TEXT TO READ >>
=====

Thus started the quest for How to manage my hi-need child; I left no related book unturned in the library, I pestered every mom who hinted they had high need children as well until I gathered a group of moms just as exhausted as me and one who said “I can help!”

Tuesday night we all sat together and started picking on Michelle’s brain and experience with her now 5 year old twins.

Here is a gist of everything that we talked about:

Why is there a baby stuck on my leg! And why is she calling me Mom?

All our babies were/are breastfed and therefore we as mothers are the one person they are super attached to. For nursing mothers to create a secure attachment with someone else (ahem…dads), Michelle suggested to plan activities outside the home where the child is engaged in active play with the father. Make sure it happens during the time they will not require nursing (usually at least a good two hour break) and the activity must happen outside of familiar surroundings where mom usually nurses. HOME reminds the kid that they would rather nurse than play; when outside with the dad, make sure they have a lot of fun so that the kid associates security, fun and enjoyment with the dad as well.

Look at me! Look at me! Look at me!

Apparently the attention hogging behavior does reduce as the kids grow, but does not disappear entirely. Michelle suggested that this will be a personality trait as they grow up.
To train the attention hogger on how to engage themselves in play, set up a timer for 5 minutes and tell them “play with your new toy for five minutes and I’ll be in the other room and when the timer goes off, I will come back to get you.” Get them a special toy or activity that will engage them for those five minutes and then leave the room. If they stay alone and play for those 5 minutes without you, reward them with treats (or hugs and kisses, hi-need kids are very tactile and love being snuggled). Make sure that the surroundings and toddler-proof and safe for them to stay alone in that room without supervision.

Mr. No-No:

It’s a universally known fact….that spirited children’s “no” is very different from your average child’s denial. Iza still throws a sidewalk groveling tantrum even if I’ve just asked her to not run back into the store we’ve just left.

=====

WORK TO COMPLETE >>
Could you revise the stretch from "Here is a gist" through "me! Look at me!" in the text on managing a high-need child, replacing "nursing" with "feeding"?

=====

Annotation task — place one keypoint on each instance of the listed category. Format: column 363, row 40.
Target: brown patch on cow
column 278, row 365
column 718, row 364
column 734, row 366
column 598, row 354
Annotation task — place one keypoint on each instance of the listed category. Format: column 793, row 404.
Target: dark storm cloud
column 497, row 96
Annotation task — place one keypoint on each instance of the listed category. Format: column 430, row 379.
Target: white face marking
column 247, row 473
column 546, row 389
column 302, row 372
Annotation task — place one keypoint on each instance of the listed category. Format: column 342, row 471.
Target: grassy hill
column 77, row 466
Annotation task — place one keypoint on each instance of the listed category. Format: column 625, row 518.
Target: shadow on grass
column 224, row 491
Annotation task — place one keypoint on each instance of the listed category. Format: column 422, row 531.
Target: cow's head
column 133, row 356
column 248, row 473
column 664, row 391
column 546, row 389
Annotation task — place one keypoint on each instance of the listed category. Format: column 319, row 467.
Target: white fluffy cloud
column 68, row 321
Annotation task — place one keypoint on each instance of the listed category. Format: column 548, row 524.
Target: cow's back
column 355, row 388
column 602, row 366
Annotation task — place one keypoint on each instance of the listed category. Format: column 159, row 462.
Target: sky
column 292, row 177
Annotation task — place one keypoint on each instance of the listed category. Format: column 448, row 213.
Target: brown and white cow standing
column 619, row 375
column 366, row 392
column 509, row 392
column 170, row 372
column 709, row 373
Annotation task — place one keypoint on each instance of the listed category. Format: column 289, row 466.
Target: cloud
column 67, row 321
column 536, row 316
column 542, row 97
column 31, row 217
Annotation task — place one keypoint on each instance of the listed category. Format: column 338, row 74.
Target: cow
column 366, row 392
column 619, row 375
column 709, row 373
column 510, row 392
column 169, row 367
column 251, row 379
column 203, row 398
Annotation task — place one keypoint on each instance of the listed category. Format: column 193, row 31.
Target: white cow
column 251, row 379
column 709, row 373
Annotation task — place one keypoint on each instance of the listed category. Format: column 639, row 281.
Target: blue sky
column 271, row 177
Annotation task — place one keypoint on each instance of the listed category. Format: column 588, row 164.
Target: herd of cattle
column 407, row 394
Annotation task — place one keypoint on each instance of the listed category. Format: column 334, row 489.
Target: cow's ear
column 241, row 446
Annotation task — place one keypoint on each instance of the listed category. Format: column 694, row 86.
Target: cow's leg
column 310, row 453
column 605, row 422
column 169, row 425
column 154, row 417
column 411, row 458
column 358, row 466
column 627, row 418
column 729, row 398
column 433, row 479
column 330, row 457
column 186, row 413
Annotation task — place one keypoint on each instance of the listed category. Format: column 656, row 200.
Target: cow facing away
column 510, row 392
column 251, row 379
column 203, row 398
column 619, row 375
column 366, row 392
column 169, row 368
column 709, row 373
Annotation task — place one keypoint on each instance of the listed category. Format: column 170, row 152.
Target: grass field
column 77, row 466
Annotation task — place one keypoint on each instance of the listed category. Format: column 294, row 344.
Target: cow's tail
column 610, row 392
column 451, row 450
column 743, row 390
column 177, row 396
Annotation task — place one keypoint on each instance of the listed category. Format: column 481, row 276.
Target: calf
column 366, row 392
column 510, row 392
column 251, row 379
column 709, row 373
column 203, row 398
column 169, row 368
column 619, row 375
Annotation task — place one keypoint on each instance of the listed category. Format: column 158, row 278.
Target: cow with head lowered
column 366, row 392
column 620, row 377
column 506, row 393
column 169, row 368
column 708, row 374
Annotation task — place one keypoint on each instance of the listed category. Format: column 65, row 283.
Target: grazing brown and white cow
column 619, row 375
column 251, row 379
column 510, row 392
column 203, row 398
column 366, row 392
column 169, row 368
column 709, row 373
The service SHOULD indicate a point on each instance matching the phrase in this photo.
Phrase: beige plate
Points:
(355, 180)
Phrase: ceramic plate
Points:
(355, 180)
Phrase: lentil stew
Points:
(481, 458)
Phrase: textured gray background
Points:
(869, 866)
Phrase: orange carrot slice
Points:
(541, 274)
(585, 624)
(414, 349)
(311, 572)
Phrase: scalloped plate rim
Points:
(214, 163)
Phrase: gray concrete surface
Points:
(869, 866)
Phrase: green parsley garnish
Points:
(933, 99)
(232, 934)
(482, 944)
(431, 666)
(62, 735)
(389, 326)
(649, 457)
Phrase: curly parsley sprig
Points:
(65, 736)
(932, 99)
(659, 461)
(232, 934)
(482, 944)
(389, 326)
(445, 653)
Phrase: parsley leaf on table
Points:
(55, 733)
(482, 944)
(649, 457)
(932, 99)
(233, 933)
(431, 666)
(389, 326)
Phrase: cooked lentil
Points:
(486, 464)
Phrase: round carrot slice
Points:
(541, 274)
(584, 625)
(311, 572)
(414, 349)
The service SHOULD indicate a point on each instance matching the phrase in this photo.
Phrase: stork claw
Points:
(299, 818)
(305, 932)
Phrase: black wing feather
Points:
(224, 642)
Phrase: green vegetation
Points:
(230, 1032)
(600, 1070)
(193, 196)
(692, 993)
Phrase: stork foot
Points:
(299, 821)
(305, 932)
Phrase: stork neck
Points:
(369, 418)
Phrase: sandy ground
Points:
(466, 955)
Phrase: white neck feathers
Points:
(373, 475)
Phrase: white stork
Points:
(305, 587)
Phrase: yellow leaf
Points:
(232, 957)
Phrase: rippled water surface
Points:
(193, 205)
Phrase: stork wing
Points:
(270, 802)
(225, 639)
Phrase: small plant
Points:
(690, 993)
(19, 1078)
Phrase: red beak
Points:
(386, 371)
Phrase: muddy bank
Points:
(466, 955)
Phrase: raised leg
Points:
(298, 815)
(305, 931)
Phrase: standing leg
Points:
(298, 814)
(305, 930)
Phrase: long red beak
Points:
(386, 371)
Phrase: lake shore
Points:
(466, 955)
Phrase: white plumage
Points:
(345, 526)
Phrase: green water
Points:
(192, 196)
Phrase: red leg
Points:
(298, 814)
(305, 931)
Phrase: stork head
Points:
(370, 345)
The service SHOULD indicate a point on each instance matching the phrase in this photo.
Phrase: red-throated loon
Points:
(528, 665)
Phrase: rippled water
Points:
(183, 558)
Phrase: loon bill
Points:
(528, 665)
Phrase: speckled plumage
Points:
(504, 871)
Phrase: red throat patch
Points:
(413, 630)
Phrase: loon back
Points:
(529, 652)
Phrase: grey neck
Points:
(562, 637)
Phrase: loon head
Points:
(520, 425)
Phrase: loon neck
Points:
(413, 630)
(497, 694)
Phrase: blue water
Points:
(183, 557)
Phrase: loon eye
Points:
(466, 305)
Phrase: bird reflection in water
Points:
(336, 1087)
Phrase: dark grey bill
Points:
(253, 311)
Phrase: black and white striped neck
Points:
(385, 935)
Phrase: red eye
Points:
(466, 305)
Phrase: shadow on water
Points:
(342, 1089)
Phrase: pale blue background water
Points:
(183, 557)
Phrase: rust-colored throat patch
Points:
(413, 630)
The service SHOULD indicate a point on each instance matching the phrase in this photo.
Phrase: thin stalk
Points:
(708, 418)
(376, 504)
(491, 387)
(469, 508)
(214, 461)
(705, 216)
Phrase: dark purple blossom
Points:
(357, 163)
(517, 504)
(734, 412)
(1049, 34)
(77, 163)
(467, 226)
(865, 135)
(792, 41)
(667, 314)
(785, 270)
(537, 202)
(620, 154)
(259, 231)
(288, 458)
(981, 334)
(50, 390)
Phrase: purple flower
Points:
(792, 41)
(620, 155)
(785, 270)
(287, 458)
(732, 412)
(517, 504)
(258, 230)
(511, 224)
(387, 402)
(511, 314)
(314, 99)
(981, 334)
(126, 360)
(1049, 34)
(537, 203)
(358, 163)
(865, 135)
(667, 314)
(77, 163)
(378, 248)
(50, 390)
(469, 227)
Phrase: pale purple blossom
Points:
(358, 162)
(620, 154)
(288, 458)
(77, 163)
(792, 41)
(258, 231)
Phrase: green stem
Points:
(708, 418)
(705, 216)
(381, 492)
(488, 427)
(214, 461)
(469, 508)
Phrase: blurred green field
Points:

=====

RESPONSE >>
Here is a gist of everything that we talked about:

Why is there a baby stuck on my leg! And why is she calling me Mom?

All our babies were/are breastfed and therefore we as mothers are the one person they are super attached to. For feeding mothers to create a secure attachment with someone else (ahem…dads), Michelle suggested to plan activities outside the home where the child is engaged in active play with the father. Make sure it happens during the time they will not require feeding (usually at least a good two hour break) and the activity must happen outside of familiar surroundings where mom usually nurses. HOME reminds the kid that they would rather nurse than play; when outside with the dad, make sure they have a lot of fun so that the kid associates security, fun and enjoyment with the dad as well.

Look at me! Look at me! Look at me!